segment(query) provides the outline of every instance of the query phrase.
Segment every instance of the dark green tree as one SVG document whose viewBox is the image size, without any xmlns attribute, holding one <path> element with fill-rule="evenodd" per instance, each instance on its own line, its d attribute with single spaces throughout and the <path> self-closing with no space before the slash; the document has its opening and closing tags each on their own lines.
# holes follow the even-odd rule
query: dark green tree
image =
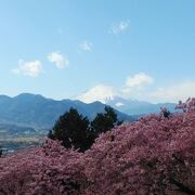
<svg viewBox="0 0 195 195">
<path fill-rule="evenodd" d="M 67 148 L 74 146 L 80 152 L 84 152 L 90 147 L 88 141 L 89 120 L 72 107 L 69 112 L 58 118 L 48 136 L 62 141 Z"/>
<path fill-rule="evenodd" d="M 0 157 L 2 156 L 2 147 L 0 146 Z"/>
<path fill-rule="evenodd" d="M 99 113 L 93 121 L 91 121 L 91 131 L 96 134 L 96 136 L 102 133 L 113 129 L 115 126 L 122 123 L 117 117 L 116 112 L 110 106 L 105 106 L 105 113 Z"/>
</svg>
* * *
* Stated exercise *
Please locate every line in the rows above that contains the string "image" and copy each of those lines.

* Complete output *
Segment every instance of the dark green tree as one SVG document whose viewBox is the image size, without any xmlns attribute, holding one <path> element with fill-rule="evenodd" per instance, each instance on its own line, its d attribute with single spaces throughout and the <path> self-closing with no space before the slash; the document has its opening and closing tags each on their own lines.
image =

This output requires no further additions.